§ Tarefas a realizar:
(1) Com base no acórdão, responda às perguntas seguintes:
(a) Quem é o relator do processo?
(b) De quantos crimes de ameaça agravada foi o arguido acusado pelo Ministério Público?
(c) Em que data foi proferida a sentença?
(2) Reproduza textualmente o trecho do acórdão que começa em "Magistrado ResponsávelNETO DE" e prossegue até "de ameaça agravada.".
(3) Dê continuidade ao acórdão sobre os crimes de ameaça agravada a partir do ponto em que o texto termina.

§ Texto:
__________________________________________________

Acórdão nº 105/13.8GBPRD.P1 de Court of Appeal of Porto (Portugal), 09 de Setembro de 2015

Magistrado ResponsávelNETO DE MOURA
Data da Resolução09 de Setembro de 2015
EmissorCourt of Appeal of Porto (Portugal)

Processo n.º 105/13.8 GBPRD.P1 Recurso penal Relator: Neto de Moura Acordam, em conferência, na 1.ª Secção (Criminal) do Tribunal da Relação do Porto I – Relatório No âmbito do processo comum que, sob o n.º 105/13.8 GBPRD, corre, agora, termos pela Secção Criminal (J1) da Instância Local de Paredes, Comarca de Porto Este), B…, devidamente identificado nos autos, foi submetido a julgamento, por tribunal singular, acusado que estava pelo Ministério Público da prática, em autoria material e em concurso real, de três crimes de ameaça agravada.

Realizada a audiência, com documentação da prova nela oralmente produzida, foi proferida sentença, datada de 09.03.2015 (fls. 192 e segs.) e depositada na mesma data, com o seguinte dispositivo: “Nestes termos e face ao exposto, decido:

  1. Absolver o arguido da prática de dois crimes de ameaça agravados, previsto e punível pelo artigo 153.º, n.º 1 e 155.º, n.º 1, alínea a) do Código Penal.

__________________________________________________

§ Dados brutos:
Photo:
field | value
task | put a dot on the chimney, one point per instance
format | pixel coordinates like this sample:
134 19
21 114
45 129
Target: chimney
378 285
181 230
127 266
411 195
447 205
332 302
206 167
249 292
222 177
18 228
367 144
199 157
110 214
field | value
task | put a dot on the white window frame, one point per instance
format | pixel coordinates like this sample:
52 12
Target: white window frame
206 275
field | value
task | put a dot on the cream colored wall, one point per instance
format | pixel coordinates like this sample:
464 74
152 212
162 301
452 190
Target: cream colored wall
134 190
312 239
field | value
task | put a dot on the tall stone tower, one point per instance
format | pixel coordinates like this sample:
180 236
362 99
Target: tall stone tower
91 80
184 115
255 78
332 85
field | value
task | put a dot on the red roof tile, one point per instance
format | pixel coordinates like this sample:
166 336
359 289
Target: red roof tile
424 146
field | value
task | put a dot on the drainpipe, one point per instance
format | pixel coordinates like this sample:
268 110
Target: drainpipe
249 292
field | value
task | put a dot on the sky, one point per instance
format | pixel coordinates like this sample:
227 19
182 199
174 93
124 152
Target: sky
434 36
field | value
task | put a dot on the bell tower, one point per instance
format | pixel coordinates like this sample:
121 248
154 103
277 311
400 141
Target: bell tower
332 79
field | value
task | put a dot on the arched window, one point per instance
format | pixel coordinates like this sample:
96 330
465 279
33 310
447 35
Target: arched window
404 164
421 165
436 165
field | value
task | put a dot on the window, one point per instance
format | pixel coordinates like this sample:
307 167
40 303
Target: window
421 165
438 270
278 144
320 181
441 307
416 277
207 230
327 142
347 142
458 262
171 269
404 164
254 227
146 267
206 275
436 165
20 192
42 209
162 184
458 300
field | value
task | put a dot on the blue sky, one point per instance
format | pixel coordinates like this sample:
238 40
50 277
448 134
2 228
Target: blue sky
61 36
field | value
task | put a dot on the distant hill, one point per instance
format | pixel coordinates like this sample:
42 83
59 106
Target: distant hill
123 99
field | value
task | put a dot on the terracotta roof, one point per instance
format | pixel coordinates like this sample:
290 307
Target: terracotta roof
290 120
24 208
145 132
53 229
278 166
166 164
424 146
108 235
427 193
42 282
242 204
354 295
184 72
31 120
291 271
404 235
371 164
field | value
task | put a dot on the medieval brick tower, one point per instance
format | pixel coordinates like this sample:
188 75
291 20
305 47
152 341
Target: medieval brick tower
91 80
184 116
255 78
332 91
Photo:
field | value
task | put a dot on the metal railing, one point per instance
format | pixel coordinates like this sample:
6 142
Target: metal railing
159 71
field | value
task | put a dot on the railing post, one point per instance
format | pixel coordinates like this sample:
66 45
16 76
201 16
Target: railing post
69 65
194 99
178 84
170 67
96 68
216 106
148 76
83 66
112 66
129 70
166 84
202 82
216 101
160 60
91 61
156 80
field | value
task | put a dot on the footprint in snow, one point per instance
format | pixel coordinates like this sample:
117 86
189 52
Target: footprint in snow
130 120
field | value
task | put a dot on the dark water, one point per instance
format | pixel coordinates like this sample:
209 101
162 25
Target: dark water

__________________________________________________

§ Resultados por tarefa:
(1)
(a) Neto de Moura.
(b) Três.
(c) 09.03.2015.

(2)
Magistrado ResponsávelNETO DE MOURA
Data da Resolução09 de Setembro de 2015
EmissorCourt of Appeal of Porto (Portugal)

Processo n.º 105/13.8 GBPRD.P1 Recurso penal Relator: Neto de Moura Acordam, em conferência, na 1.ª Secção (Criminal) do Tribunal da Relação do Porto I – Relatório No âmbito do processo comum que, sob o n.º 105/13.8 GBPRD, corre, agora, termos pela Secção Criminal (J1) da Instância Local de Paredes, Comarca de Porto Este), B…, devidamente identificado nos autos, foi submetido a julgamento, por tribunal singular, acusado que estava pelo Ministério Público da prática, em autoria material e em concurso real, de três crimes de ameaça agravada.

(3)
  2. Condenar o arguido na pena de 100 (cem) dias de multa, à taxa diária de €7,00 (sete euros), pela prática de um crime de ameaça agravada previsto e punível pelo artigo 153.º, n.º 1 e 155.º, n.º 1, alínea c) do Código Penal.

  3. Condenar o arguido nas custas do processo, fixando-se a taxa de justiça em 2 UC”.

    Inconformado, almejando a sua absolvição, o arguido interpôs recurso da sentença condenatória para este Tribunal da Relação, com os fundamentos explanados na respectiva motivação, que condensou nas seguintes “conclusões” (em transcrição integral): 1. “As desistências por parte da ofendida demonstram que esta não levou a sério as palavras do Arguido no calor da discussão de casal, continuando posteriormente a viver com este.

    1. O relacionamento entre o casal estava normal e do casal com o seu filho normal quando o tribunal avançou para a condenação não levando em conta o interesse superior da criança que os seus pais vivam em paz a condenação pode abrir uma nova guerra que pode afectar a vida do menor.

    2. Nas discussões entre casais no calor dos nervos são ditas palavras que nada querem dizer, pois passado algum tempo estão aos beijos e tudo bem, o que casal que não passou por esta situação que lance a primeira pedra”.

      *Admitido o recurso (despacho a fls. 211) e notificados os sujeitos processuais por ele afectados, veio o Ministério Público apresentar resposta à respectiva motivação, concluindo pela sua improcedência e consequente confirmação da sentença recorrida.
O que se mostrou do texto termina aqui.